--- SOURCE PASSAGE Enclosed Below ---

Hard wiring of normal tissue-specific chromosome-wide gene expression levels is an additional factor driving cancer type-specific aneuploidies

Sushant Patkar,K. Heselmeyer-Haddad,Noam Auslander,D. Hirsch,J. Camps,Daniel Bronder,Markus A. Brown,Wei-Dong Chen,R. Lokanga,Darawalee Wangsa,D. Wangsa,Yue Hu,A. Lischka,Rüdiger Braun,G. Emons,B. Ghadimi,J. Gaedcke,M. Grade,C. Montagna,Y. Lazebnik,M. Difilippantonio,J. Habermann,G. Auer,E. Ruppin,T. Ried

Published 2021 in Genome Medicine

ABSTRACT

Many carcinomas have recurrent chromosomal aneuploidies specific to the tissue of tumor origin. The reason for this specificity is not completely understood. In this study, we looked at the frequency of chromosomal arm gains and losses in different cancer types from the The Cancer Genome Atlas (TCGA) and compared them to the mean gene expression of each chromosome arm in corresponding normal tissues of origin from the Genotype-Tissue Expression (GTEx) database, in addition to the distribution of tissue-specific oncogenes and tumor suppressors on different chromosome arms. This analysis revealed a complex picture of factors driving tumor karyotype evolution in which some recurrent chromosomal copy number reflect the chromosome arm-wide gene expression levels of the their normal tissue of tumor origin. We conclude that the cancer type-specific distribution of chromosomal arm gains and losses is potentially “hardwiring” gene expression levels characteristic of the normal tissue of tumor origin, in addition to broadly modulating the expression of tissue-specific tumor driver genes.

--- End of Enclosed SOURCE PASSAGE ---
--- DATA EXCERPTS Enclosed Below ---

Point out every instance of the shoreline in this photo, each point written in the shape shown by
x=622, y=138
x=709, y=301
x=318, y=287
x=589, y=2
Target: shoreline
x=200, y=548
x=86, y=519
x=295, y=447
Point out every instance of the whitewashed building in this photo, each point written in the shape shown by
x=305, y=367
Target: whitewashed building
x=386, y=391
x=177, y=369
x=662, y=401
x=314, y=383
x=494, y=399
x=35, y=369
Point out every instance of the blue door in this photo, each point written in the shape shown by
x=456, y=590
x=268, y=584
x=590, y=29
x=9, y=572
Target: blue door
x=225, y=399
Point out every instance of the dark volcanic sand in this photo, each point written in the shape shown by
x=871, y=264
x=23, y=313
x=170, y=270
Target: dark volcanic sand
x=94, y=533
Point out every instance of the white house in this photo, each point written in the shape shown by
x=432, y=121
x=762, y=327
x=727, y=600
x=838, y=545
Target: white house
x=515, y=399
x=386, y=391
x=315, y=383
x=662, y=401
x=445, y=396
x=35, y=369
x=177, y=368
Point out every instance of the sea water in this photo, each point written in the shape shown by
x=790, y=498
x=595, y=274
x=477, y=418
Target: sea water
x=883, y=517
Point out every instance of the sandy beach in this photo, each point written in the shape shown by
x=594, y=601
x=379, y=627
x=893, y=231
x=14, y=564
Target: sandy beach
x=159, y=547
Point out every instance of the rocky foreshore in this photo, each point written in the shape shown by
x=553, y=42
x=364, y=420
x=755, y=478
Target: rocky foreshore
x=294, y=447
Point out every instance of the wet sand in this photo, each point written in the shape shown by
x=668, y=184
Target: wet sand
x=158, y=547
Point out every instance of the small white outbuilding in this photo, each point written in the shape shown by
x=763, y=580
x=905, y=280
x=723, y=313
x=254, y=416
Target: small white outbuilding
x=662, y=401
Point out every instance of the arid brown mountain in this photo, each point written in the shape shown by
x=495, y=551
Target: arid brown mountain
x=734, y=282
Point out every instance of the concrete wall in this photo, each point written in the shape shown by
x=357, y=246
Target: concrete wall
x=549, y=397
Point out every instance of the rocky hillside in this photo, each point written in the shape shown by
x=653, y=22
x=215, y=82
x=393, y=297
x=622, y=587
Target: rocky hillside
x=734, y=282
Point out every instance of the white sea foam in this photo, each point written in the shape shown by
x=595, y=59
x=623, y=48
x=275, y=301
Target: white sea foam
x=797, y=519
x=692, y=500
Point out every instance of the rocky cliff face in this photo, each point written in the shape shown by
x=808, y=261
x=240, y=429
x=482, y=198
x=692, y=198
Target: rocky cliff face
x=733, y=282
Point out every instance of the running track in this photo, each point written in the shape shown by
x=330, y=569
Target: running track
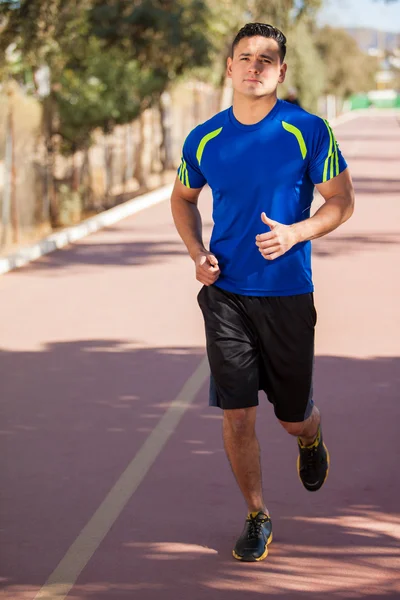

--- End of Enclosed DATA EXCERPTS ---

In the abstract above on cancer type-specific aneuploidies, which database supplied the gene expression data for normal tissues of origin?

The Genotype-Tissue Expression (GTEx) database.